• **SELECTED EXCERPT**:

======

The truth about prediabetes is that you may have it and not even know. The CDC says that's true for 90 percent of people who have prediabetes. It's also shockingly common. One in three American adults have prediabetes. Among those over age 65, rates rise to one in two.
What is prediabetes?
You probably know that type 2 diabetes means high blood sugar. People with prediabetes also have high blood sugar –just not high enough to be diagnosed as diabetes.
"We use hemoglobin A1c measures as one way to diagnose prediabetes," says Elizabeth Shih, M.D., women's primary care provider at the OHSU Center for Women's Health. A1c is a good measure of your average blood sugar level over the past three months.
- Up to 5.6% is normal
- 5.7-6.4% is prediabetes
- 6.5% or higher is diabetes
A diagnosis of prediabetes is a wakeup call, but there is definitely hope. "My patients ask, does this mean I'm going to have diabetes? It doesn't have to," Dr. Shih says. "Diet changes and even a small amount of weight loss can significantly lower your risk."
How can I have prediabetes and not feel sick?

======

• **ASSIGNMENT**: Copy a passage word for word from the prediabetes text, beginning at the words "What is prediabetes?" and stopping after "not feel sick?". The material on this page comes from a separate source unrelated to the prediabetes text.

======

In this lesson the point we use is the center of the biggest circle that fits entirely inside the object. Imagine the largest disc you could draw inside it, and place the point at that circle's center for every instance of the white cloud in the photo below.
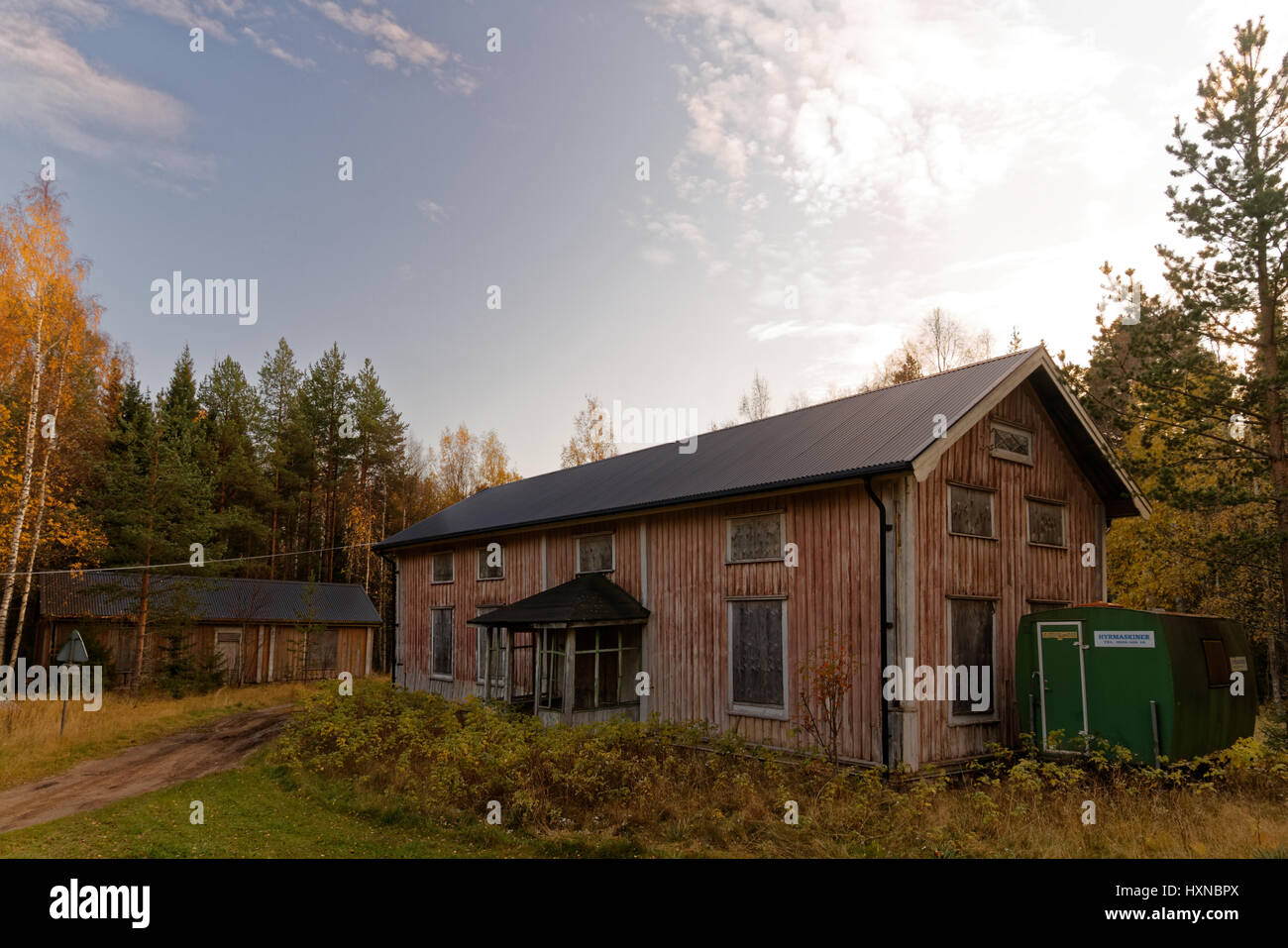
(432, 210)
(397, 47)
(50, 88)
(274, 51)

======

• **WRITTEN REPLY**:
What is prediabetes?
You probably know that type 2 diabetes means high blood sugar. People with prediabetes also have high blood sugar –just not high enough to be diagnosed as diabetes.
"We use hemoglobin A1c measures as one way to diagnose prediabetes," says Elizabeth Shih, M.D., women's primary care provider at the OHSU Center for Women's Health. A1c is a good measure of your average blood sugar level over the past three months.
- Up to 5.6% is normal
- 5.7-6.4% is prediabetes
- 6.5% or higher is diabetes
A diagnosis of prediabetes is a wakeup call, but there is definitely hope. "My patients ask, does this mean I'm going to have diabetes? It doesn't have to," Dr. Shih says. "Diet changes and even a small amount of weight loss can significantly lower your risk."
How can I have prediabetes and not feel sick?